REQUIREMENTS =
a) Please answer these three questions from the Ceillac icefall directions, one line each:
(i) Which river cuts the gorge that the D902 runs beside?
(ii) What grade and length are given for L'Arlésiene?
(iii) At what elevation is the village of Ceillac?
b) Using the Ceillac icefall directions, explain in one to three sentences why someone who sees mostly foaming water and little ice on Les Formes du Chaos need not worry.

EXCERPT PROVIDED =
>> start
From Briançon drive south toward Embrun-Gap (N94) all the way to Mont-Dauphin. Pass a few houses and a gas station, and when the road begins turning west, make a left following signs to Guillestre. After Guillestre follow the road to Château Queyras (D902). The road runs on the side of a narrow and deep gorge cut by the Guil river (beautiful), and it leads to a small artificial lake. At the crossroad make a right following the sign to Ceillac (D60, on the left is the road to the Col d'Izoard). 4.6 km after this crossroad an icefalls is visible at the end of a long cwn on the main valley orographic left. This is the Pelouses fall (III/5, 50 m, rappel) that can be approached by a long unpaved road that leaves the main road on the right by crossing the creek on a small wooden bridge.

After two more km the village of Ceillac is finally reached (1680 m). Leave the village on your left and keep driving straight toward the skilifts. In view of the skilifts a small crossroad is reached. On the right you can see the first icefall: L'Arlésiene (II/4, 80 m, descend by rappelling from the trees on the left). Continue on the main road, and leave the car in the long parking lot on the side of the ski slopes. The icefalls are on your right. Walk all the way to the end of the parking lot and you arrive at a bridge over a small creek. The large fall over your head is Les Formes du Chaos. If you only see foaming water up there, and very little ice, don't worry: this is not an unusual situation on this strange and amazing climb. One hundreds meters to the right there is an obvious hanging icicle: this is the daunting line of Sombre Héros. The other falls, partially hidden in the woods, are further to the right.
>> end
DATASET SECTION =
>> start
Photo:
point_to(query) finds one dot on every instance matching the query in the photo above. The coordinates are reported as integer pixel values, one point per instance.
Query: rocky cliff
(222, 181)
>> end
RESULTS OF THE TASKS =
a)
(i) The Guil river.
(ii) II/4, 80 m.
(iii) 1680 m.

b) Seeing only foaming water and very little ice up there is not unusual on this climb, which the directions call strange and amazing.